══ Data for analysis ══

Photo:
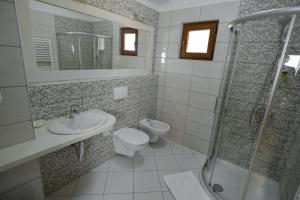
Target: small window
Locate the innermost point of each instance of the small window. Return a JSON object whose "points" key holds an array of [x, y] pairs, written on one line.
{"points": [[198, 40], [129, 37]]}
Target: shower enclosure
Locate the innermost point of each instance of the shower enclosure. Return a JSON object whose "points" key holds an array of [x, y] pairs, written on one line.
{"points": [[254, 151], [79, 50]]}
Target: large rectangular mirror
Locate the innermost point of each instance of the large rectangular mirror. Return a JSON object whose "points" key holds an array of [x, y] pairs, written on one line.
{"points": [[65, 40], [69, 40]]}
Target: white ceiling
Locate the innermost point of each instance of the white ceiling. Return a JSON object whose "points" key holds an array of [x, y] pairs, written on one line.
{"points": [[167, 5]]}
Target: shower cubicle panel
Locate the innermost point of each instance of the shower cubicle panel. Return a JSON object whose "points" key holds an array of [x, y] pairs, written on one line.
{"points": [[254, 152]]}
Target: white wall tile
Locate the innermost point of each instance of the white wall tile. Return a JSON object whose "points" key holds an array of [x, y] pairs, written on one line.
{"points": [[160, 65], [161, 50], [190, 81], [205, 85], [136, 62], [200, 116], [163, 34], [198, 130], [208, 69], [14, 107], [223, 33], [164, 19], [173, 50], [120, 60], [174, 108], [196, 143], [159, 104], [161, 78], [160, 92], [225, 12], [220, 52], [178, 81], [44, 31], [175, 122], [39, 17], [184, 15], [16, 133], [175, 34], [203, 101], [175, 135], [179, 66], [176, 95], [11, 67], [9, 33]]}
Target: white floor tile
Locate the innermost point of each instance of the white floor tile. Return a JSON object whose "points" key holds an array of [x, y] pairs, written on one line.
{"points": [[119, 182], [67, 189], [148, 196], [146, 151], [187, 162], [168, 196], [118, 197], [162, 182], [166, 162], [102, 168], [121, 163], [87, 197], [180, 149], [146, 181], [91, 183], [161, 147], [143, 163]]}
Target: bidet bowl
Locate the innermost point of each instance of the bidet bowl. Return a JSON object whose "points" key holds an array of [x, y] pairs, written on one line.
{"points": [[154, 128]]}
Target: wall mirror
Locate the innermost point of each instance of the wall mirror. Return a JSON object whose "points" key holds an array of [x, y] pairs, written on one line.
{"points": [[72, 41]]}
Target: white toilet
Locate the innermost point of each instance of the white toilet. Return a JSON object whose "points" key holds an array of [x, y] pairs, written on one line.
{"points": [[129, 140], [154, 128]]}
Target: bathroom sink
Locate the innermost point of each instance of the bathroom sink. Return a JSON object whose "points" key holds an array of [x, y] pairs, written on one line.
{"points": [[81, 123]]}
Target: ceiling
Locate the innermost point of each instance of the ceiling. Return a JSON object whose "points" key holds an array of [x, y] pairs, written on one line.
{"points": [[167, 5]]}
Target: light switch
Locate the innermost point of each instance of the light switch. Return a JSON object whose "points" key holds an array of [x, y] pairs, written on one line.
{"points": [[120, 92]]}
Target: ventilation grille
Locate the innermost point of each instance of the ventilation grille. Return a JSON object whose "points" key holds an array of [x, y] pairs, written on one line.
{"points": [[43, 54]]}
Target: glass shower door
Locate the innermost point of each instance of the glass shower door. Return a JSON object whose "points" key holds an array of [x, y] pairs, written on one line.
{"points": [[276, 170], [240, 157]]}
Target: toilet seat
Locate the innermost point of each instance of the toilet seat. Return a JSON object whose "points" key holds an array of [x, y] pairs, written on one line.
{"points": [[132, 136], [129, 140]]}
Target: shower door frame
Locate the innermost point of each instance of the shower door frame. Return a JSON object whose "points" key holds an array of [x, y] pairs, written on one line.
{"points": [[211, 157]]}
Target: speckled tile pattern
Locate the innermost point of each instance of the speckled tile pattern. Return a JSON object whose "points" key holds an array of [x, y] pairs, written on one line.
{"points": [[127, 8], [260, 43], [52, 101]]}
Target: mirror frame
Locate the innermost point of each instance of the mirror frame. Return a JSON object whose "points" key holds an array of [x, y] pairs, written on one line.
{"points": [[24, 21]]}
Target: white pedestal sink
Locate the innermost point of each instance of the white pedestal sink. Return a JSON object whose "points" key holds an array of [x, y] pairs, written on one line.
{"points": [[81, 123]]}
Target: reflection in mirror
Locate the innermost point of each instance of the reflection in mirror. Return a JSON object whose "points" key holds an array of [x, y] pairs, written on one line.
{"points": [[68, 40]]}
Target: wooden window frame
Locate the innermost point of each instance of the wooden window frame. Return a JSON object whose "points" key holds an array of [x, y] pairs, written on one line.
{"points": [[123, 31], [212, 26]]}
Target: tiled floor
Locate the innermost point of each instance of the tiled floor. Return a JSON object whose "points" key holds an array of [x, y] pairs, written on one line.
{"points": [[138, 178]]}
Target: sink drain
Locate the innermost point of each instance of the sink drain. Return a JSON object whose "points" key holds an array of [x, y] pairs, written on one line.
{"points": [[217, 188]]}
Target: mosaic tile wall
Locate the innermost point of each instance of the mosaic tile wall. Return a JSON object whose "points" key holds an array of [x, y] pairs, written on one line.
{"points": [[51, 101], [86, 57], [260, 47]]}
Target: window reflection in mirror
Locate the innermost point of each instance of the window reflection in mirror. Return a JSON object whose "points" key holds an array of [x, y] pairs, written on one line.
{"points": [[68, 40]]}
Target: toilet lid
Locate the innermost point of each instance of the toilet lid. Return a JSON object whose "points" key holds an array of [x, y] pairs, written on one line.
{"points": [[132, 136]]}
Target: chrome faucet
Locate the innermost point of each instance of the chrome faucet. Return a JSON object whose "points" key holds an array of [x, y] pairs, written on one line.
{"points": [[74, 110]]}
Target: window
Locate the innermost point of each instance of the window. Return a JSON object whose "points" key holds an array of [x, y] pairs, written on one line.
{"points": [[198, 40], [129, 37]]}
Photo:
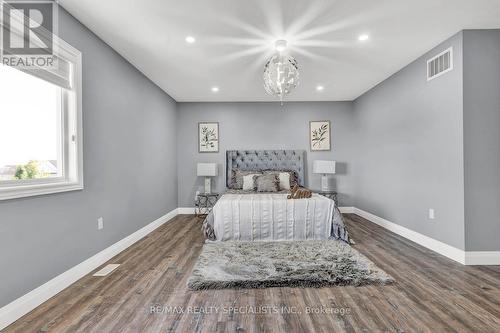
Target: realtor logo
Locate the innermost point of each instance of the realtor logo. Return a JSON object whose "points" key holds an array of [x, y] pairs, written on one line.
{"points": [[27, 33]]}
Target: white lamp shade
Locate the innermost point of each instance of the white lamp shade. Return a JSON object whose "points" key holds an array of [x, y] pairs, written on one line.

═══

◆ What needs to be done ◆
Output a verbatim copy of the entries and skip the pictures.

◆ Solution ◆
Photo:
Target: small window
Locate the innermost point of each instance of the small window. Return a JSON object whose "points" key holds an array of [x, y] pairs, written on one line.
{"points": [[198, 40], [129, 37]]}
Target: shower enclosure
Locate the innermost point of each instance of the shower enclosure. Return a JSON object whose "points" key holds an array of [x, y] pairs, written on one line.
{"points": [[254, 151], [79, 50]]}
Target: large rectangular mirror
Locate the innermost point of each instance of the large rectangular mirror. Return a JSON object whose "points" key holds an array of [x, y] pairs, written on one line.
{"points": [[65, 40], [69, 40]]}
Target: white ceiling
Locate the innermost point of each instance of the white ceiling. Return a JSON object whose "points" key holds an array of [x, y] pairs, written on one line.
{"points": [[167, 5]]}
Target: shower cubicle panel
Locate the innermost point of each instance of the shower cubicle panel. Return a JSON object whose "points" key holds an array of [x, y] pairs, written on one line.
{"points": [[254, 152]]}
Target: white wall tile
Locate the innermost point of each instance of the white wall tile. Return a JSON object whose "points" key holds an array of [x, y] pairs, written on one line.
{"points": [[160, 65], [161, 50], [190, 81], [205, 85], [136, 62], [200, 116], [163, 34], [198, 130], [208, 69], [14, 107], [223, 33], [164, 19], [173, 50], [120, 60], [174, 108], [196, 143], [159, 104], [161, 78], [160, 92], [225, 12], [220, 52], [178, 81], [44, 31], [175, 122], [39, 17], [184, 15], [16, 133], [175, 34], [203, 101], [175, 135], [179, 66], [176, 95], [11, 67], [9, 33]]}
Target: white floor tile
Locate the innermost point of each instance of the white floor tile. Return a JSON object whose "points" key holds an array of [x, y] pairs, written on one line.
{"points": [[119, 182], [67, 189], [148, 196], [146, 151], [187, 162], [168, 196], [118, 197], [162, 182], [166, 162], [102, 168], [121, 163], [87, 197], [180, 149], [146, 181], [91, 183], [161, 147], [143, 163]]}
Target: bidet bowl
Locate the innermost point of each instance of the bidet bowl. Return a JSON object whose "points" key holds an array of [x, y] pairs, written on one line.
{"points": [[154, 128]]}
Target: wall mirror
Locate the innermost point of each instance of the wall mirror. Return a JSON object whose "points" key holds an array of [x, y] pairs, written on one line.
{"points": [[72, 41]]}
Target: white toilet
Locate the innermost point of each instance of the white toilet. Return a JSON object whose "points" key holds an array of [x, y] pairs, written on one line.
{"points": [[129, 140], [154, 128]]}
Target: bathroom sink
Locate the innermost point of each instance of the bathroom sink. Return a JSON object whose "points" key holds an array of [x, y] pairs, written on one line.
{"points": [[81, 123]]}
Target: ceiling
Locate the innermost point of each instance of the ceiling. Return a JSON object whose "points" key holds an array of [x, y] pairs, written on one line.
{"points": [[167, 5]]}
Target: light switch
Locate the innermost point of each instance of the light switch. Return a JSON object whose "points" key holds an array of [x, y] pairs, written on one line.
{"points": [[120, 92]]}
Target: ventilation grille
Locate the innermost point of each instance of the ventilation grille. Return a JSON object whose "points" key holds an array of [x, y] pairs, written on one line.
{"points": [[43, 54]]}
Target: glass shower door
Locate the innermost point of each instance of the glass shower door. Return a JSON object whose "points" key holds an array of [x, y] pairs, written on one line.
{"points": [[276, 170], [240, 157]]}
Target: toilet seat
Locate the innermost point of each instance of the toilet seat. Return a JSON object whose "points" key holds an array of [x, y] pairs, written on one line.
{"points": [[132, 136], [129, 140]]}
Target: shower door frame
Locate the innermost point of each instance of the shower door frame. Return a JSON object whose "points" key holds an array of [x, y] pairs, written on one line.
{"points": [[211, 157]]}
Target: speckled tile pattern
Locate the innermost point of each instance of the speckled tile pattern. Return a JSON object whose "points" key holds an array of [x, y] pairs, written on one line.
{"points": [[127, 8], [260, 43], [52, 101]]}
Target: mirror frame
Locate the innermost point of each instance of the mirror frame. Return a JSON object whose "points" key holds an array of [x, y] pairs, written on one line.
{"points": [[24, 21]]}
Target: white pedestal sink
Locate the innermost point of each instance of the white pedestal sink. Return a JSON object whose "points" key holds an array of [x, y] pairs, written on one line.
{"points": [[81, 123]]}
Target: reflection in mirror
Locate the innermost point of each instance of the reflection in mirror. Return a JSON object whose "points" key holds an array of [x, y] pairs, written on one line.
{"points": [[68, 40]]}
Target: wooden window frame
Locate the innermost point of each instance of the wooden window frame. Return a JSON object whose "points" key holds an array of [x, y] pairs, written on one line.
{"points": [[123, 31], [212, 26]]}
Target: tiled floor
Locate the innermost point of each instance of the tiled floor. Return a JSON object whose "points" key holds an array of [x, y] pairs, written on one line.
{"points": [[138, 178]]}
Target: sink drain
Locate the innermost point of each instance of the sink drain. Return a JSON object whose "points" key holds an array of [x, y] pairs, written on one line.
{"points": [[217, 188]]}
Target: mosaic tile wall
Locate the innermost point of each instance of the mosaic tile wall. Return a JSON object whose "points" key holds an array of [x, y] pairs, written on one line.
{"points": [[51, 101], [86, 57], [260, 47]]}
Target: window reflection in mirror
Locate the innermost point of each instance of the window reflection in mirror. Return a JSON object whose "points" key holds an array of [x, y] pairs, written on one line.
{"points": [[68, 40]]}
Target: toilet lid
Locate the innermost point of each instance of the toilet lid. Return a JSON object whose "points" key holds an array of [x, y] pairs, written on one line.
{"points": [[132, 136]]}
Target: chrome faucet
Locate the innermost point of each instance of the chrome faucet. Return a JSON object whose "points" key holds an array of [x, y] pairs, written on one line.
{"points": [[74, 110]]}
Target: window
Locate the innermost point of each instance of the window. Return a JSON object whose "points" key holds an array of [x, y] pairs, written on one line.
{"points": [[198, 40], [129, 37]]}
Photo:
Target: realtor logo
Locate the innermost point of each instance of the realtor logo. Return a JSON object whose "points" key holds an array of [x, y] pairs, written on one line.
{"points": [[27, 33]]}
Target: white lamp shade
Locate the innermost point of each instance of the white lamp shade. Return a JSON object whose "points" key holds an array of [x, y] pairs, written on one line.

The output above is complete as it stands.